#### Given task:
Return every line of the items below that contains the string "jacket". Case counts.

(Entries on locating named things)
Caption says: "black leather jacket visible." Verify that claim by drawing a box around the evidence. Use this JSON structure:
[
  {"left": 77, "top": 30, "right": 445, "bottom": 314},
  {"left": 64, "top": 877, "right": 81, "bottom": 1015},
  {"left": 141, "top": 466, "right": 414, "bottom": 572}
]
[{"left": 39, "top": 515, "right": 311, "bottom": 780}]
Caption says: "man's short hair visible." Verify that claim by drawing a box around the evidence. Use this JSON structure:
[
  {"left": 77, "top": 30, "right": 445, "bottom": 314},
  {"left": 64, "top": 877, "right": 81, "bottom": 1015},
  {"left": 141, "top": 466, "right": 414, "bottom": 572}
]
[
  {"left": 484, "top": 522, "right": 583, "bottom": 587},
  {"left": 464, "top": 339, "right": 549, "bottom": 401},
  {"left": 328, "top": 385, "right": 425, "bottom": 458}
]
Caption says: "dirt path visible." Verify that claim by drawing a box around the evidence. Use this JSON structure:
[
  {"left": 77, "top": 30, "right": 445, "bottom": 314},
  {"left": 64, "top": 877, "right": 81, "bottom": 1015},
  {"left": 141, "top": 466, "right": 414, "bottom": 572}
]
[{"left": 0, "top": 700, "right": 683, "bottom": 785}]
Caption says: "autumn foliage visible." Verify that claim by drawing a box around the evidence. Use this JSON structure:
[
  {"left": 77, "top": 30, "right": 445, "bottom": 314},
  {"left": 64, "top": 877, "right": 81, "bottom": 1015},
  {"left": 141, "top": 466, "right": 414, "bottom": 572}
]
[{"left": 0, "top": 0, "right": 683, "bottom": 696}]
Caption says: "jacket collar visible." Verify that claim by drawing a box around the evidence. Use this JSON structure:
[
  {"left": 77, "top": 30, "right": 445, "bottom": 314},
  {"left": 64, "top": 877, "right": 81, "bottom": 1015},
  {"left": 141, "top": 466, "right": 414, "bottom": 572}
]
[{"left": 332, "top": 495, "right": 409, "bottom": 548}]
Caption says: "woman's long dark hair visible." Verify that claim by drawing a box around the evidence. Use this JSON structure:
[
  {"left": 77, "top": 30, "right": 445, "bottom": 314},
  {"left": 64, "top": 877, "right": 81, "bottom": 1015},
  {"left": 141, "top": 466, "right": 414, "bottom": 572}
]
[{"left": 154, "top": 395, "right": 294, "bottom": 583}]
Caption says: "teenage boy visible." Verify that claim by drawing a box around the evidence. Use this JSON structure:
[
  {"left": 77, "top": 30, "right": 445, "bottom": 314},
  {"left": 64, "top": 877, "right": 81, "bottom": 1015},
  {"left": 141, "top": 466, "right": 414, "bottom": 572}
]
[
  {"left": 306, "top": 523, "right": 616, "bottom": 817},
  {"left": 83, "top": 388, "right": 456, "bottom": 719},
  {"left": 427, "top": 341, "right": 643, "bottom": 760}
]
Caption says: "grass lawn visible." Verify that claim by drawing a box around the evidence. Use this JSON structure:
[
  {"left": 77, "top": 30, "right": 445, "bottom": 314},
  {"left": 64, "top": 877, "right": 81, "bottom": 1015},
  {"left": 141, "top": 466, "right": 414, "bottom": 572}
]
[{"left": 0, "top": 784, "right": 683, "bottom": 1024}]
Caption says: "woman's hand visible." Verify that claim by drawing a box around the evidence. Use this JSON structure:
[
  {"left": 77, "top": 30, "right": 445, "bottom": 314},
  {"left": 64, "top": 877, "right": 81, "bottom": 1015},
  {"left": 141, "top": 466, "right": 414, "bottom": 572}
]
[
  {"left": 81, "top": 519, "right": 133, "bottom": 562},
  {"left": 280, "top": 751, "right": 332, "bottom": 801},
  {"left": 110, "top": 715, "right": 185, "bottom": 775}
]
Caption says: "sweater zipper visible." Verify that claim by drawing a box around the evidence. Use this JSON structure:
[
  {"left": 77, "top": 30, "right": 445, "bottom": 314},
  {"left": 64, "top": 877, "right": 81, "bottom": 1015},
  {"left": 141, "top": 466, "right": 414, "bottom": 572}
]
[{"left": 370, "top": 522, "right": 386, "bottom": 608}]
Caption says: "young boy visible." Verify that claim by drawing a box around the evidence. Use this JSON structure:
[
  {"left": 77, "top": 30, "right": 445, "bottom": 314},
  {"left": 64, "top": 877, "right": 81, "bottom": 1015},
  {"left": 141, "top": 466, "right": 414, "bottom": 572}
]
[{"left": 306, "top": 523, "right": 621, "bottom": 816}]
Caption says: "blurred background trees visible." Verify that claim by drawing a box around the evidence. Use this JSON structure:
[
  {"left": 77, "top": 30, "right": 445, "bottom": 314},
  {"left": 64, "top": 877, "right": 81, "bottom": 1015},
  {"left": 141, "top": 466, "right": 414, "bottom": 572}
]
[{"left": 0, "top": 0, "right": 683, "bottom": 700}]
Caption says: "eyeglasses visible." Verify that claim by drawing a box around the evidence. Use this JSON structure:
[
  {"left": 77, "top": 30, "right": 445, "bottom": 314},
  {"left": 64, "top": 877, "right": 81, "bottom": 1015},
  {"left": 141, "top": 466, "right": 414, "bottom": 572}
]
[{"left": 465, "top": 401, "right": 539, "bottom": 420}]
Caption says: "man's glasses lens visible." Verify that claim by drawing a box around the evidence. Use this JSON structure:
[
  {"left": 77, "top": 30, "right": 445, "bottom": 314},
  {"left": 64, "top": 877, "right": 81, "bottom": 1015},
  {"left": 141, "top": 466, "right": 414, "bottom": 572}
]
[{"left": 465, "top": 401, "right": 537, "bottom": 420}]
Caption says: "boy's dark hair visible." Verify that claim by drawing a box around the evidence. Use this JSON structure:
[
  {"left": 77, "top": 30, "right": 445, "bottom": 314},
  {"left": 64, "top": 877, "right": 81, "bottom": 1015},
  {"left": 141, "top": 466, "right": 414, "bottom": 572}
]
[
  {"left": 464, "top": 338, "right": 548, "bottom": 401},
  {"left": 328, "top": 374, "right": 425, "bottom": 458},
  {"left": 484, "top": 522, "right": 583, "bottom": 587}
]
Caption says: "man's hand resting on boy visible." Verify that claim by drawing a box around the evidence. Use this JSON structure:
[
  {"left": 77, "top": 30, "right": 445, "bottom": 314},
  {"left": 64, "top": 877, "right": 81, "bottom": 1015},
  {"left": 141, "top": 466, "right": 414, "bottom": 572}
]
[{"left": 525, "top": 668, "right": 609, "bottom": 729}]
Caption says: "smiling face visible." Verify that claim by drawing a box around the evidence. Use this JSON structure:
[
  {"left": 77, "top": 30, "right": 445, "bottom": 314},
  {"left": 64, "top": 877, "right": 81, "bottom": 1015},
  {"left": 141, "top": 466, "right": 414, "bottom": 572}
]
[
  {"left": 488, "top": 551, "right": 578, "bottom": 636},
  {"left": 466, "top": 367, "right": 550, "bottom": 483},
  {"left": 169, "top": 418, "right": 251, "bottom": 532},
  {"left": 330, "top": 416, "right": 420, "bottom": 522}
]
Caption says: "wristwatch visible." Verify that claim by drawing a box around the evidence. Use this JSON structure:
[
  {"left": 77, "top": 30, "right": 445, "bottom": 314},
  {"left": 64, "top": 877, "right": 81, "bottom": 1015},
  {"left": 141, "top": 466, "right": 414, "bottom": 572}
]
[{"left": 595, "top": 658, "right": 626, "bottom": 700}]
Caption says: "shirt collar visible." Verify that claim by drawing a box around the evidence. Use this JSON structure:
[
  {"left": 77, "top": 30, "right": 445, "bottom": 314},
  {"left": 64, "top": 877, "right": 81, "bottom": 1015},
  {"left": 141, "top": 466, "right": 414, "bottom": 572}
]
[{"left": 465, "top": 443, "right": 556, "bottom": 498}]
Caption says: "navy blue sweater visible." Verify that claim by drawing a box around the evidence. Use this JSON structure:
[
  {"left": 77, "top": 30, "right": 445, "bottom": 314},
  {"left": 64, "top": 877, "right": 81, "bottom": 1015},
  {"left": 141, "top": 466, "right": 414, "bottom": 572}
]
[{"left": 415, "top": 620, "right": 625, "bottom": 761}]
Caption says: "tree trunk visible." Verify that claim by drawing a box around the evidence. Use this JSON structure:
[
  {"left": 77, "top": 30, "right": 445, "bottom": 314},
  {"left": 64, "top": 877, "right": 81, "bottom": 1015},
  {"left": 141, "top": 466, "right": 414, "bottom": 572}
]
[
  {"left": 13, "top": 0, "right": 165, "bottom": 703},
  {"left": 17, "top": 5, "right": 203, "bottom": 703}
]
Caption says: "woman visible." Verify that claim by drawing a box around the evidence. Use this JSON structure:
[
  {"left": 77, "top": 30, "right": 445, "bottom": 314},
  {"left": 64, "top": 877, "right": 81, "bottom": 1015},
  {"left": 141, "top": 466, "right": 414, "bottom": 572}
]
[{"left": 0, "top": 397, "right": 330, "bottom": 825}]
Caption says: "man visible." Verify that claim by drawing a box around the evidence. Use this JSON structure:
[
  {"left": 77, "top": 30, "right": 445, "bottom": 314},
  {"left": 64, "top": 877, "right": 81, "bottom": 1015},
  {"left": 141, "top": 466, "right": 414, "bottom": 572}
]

#### Reply to the task:
Caption says: "black leather jacket visible." Verify that claim by drawing a box around the evidence. Use this JSON structure:
Caption says: "jacket collar visible." Verify that claim by drawing a box around the evidence. Use this JSON structure:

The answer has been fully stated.